▶ **Records for the task**:
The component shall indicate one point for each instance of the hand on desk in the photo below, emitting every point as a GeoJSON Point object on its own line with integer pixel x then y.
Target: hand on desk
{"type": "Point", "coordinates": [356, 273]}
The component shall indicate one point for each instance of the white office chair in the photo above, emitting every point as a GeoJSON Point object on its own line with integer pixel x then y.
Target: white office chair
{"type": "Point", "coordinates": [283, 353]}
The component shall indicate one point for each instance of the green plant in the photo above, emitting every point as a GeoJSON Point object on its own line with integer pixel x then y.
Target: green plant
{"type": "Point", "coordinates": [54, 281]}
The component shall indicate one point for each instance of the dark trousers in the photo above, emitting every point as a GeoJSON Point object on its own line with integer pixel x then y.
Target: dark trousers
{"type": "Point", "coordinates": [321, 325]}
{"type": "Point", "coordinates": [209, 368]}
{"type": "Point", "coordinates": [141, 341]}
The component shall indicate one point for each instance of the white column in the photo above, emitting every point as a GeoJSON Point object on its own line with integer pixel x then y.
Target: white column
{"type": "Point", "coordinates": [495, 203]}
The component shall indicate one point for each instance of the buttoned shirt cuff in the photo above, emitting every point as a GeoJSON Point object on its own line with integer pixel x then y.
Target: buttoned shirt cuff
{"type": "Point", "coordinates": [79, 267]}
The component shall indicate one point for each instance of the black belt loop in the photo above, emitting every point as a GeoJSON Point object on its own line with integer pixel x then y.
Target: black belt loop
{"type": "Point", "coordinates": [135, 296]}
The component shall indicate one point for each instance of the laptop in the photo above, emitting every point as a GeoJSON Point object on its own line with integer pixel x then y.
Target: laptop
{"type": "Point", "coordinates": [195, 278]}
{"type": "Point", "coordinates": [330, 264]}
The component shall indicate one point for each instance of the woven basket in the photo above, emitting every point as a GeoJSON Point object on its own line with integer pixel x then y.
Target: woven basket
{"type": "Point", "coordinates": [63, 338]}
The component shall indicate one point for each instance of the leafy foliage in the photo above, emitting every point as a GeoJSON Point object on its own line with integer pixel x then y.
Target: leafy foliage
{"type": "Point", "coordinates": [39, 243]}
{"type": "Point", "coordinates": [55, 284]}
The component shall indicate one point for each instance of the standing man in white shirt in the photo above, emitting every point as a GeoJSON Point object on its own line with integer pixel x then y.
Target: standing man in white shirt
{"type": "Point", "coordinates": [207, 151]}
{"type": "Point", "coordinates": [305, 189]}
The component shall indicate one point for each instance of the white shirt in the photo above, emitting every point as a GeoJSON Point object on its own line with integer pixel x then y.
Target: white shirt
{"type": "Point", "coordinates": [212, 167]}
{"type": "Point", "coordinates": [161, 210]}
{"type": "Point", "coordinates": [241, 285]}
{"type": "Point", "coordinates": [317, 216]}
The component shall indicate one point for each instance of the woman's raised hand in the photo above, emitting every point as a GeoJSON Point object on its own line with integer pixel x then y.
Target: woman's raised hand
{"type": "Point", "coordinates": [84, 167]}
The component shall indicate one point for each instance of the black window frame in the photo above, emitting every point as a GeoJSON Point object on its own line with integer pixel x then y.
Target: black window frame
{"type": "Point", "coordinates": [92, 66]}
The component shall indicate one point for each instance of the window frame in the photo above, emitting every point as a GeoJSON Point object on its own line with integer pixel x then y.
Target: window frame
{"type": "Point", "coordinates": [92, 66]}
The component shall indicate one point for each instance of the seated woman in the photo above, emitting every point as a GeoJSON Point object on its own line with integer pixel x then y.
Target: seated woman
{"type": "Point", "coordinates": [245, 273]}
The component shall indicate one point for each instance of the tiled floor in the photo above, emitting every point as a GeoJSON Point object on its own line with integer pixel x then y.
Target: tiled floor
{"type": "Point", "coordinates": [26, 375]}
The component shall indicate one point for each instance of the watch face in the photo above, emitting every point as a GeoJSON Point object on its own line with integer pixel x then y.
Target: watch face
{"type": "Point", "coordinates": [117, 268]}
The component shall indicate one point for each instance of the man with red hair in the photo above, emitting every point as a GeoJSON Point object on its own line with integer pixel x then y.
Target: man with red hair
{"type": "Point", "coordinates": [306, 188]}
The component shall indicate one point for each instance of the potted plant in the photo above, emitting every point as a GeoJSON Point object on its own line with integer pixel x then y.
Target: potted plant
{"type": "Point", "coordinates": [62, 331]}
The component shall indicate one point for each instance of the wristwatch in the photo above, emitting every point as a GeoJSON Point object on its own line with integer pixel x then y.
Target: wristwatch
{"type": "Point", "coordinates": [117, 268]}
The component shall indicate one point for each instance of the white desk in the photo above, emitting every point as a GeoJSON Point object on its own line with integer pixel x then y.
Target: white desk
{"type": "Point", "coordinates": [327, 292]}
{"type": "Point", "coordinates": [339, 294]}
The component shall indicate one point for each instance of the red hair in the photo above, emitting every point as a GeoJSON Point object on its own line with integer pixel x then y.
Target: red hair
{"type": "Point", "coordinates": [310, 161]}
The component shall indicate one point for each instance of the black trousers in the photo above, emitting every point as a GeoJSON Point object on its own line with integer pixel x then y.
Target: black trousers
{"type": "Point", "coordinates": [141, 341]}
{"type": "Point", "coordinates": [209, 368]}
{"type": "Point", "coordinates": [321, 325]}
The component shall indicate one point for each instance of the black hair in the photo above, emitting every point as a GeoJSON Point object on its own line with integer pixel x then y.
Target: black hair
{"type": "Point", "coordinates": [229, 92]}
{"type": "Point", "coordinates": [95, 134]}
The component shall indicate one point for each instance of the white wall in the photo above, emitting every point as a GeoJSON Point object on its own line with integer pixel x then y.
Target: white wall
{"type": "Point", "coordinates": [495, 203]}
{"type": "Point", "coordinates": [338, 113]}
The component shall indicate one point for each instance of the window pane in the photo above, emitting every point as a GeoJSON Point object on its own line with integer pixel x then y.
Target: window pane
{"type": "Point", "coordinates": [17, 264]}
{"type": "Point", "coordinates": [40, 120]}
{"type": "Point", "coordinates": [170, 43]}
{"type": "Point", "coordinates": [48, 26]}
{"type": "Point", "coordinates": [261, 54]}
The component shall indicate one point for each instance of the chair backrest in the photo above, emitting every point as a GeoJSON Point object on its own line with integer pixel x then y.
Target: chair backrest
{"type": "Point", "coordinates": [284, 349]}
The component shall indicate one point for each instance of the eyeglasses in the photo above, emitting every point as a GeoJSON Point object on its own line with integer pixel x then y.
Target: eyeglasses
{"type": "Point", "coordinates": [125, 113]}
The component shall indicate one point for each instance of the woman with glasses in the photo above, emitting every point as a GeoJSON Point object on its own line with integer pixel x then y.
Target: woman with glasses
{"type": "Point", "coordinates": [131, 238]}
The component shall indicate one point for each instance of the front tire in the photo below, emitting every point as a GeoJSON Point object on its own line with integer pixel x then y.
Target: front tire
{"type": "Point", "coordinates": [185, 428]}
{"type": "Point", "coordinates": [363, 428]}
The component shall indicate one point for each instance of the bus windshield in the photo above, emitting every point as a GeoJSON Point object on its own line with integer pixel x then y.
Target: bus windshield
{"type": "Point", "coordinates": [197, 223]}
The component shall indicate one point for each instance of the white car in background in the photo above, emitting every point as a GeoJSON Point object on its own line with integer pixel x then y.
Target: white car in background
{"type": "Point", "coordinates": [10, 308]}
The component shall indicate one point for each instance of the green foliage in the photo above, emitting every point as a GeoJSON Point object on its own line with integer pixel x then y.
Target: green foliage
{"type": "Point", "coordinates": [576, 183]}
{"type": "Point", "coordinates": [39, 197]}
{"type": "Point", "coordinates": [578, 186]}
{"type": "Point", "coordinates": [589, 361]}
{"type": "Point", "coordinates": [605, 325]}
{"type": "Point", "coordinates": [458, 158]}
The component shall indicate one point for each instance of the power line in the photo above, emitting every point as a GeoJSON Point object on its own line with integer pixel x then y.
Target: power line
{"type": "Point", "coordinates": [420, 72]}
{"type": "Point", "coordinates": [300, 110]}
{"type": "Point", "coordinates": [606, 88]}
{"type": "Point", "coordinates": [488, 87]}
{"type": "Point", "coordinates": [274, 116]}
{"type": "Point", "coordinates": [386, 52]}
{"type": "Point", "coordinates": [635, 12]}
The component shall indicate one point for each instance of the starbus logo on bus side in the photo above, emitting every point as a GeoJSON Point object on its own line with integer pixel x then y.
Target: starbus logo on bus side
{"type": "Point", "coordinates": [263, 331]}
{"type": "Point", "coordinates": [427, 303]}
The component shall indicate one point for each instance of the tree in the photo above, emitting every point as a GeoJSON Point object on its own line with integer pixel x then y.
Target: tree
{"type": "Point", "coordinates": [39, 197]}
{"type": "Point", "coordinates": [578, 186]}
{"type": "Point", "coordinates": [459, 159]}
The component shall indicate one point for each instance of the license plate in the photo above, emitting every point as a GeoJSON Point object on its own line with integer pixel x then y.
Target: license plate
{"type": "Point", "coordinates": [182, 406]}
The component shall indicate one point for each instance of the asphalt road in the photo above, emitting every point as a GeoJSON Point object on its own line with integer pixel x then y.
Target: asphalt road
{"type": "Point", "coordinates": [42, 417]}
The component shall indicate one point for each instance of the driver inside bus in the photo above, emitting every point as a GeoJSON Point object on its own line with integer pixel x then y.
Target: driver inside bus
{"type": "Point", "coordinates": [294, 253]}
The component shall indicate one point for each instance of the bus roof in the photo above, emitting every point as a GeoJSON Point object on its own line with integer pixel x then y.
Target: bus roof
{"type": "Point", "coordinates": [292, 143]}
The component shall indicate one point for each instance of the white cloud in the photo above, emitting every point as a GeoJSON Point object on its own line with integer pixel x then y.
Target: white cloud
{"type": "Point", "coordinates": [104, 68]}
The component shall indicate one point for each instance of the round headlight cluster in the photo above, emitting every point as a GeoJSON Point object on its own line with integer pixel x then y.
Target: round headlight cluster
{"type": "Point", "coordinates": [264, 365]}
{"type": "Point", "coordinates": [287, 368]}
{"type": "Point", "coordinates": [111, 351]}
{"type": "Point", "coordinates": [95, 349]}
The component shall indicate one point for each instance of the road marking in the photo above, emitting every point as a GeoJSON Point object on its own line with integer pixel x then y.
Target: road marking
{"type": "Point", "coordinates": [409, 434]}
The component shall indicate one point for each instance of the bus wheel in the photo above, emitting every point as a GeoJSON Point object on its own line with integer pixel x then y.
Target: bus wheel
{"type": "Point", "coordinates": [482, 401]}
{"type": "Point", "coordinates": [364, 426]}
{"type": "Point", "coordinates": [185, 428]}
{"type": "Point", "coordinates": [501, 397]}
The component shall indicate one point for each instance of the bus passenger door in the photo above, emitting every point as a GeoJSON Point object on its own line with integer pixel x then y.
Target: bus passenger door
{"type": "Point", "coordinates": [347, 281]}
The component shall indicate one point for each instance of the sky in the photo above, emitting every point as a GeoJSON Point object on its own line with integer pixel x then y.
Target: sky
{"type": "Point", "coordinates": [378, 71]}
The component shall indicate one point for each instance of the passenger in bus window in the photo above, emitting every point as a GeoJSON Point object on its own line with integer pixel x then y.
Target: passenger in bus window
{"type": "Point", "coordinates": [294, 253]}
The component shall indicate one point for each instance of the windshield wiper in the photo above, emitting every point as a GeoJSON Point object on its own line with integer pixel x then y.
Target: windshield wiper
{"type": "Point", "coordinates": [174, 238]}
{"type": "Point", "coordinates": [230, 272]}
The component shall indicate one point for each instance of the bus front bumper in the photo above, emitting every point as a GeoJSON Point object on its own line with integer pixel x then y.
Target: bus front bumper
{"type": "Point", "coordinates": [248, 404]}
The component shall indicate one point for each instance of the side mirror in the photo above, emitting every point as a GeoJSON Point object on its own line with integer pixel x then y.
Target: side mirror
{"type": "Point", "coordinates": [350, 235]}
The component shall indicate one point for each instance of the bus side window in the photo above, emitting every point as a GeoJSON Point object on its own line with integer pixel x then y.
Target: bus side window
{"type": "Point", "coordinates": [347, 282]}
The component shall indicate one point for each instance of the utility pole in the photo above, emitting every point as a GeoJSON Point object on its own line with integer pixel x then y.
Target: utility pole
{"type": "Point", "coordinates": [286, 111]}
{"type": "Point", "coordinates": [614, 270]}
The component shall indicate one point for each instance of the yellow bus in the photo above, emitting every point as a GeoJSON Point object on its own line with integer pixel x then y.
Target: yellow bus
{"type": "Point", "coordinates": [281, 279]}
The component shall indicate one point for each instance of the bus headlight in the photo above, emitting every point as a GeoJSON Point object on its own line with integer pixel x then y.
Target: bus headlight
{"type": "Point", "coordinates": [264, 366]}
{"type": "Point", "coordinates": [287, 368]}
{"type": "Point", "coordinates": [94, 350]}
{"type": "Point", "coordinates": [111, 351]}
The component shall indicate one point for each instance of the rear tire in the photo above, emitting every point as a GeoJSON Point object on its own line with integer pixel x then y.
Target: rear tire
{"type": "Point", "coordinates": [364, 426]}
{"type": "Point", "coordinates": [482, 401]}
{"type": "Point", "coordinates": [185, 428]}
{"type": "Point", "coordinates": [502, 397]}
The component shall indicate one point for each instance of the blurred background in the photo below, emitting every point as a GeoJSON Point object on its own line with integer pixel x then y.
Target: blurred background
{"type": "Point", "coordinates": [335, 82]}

▶ **Challenge**:
Every line from the one containing "of the rear" through the end of the data must be repeated exactly, and no other line.

▶ **Exercise solution**:
The component shall indicate one point for each instance of the rear tire in the photo above, emitting every point as a GeoJSON Point object on its own line with integer pixel x then y.
Target: rear tire
{"type": "Point", "coordinates": [364, 426]}
{"type": "Point", "coordinates": [482, 401]}
{"type": "Point", "coordinates": [185, 428]}
{"type": "Point", "coordinates": [502, 397]}
The component shall indicate one point for each instance of the blurred background in the photo below, emitting every point as a GeoJSON Point object on its own line with integer pixel x then y.
Target: blurred background
{"type": "Point", "coordinates": [335, 82]}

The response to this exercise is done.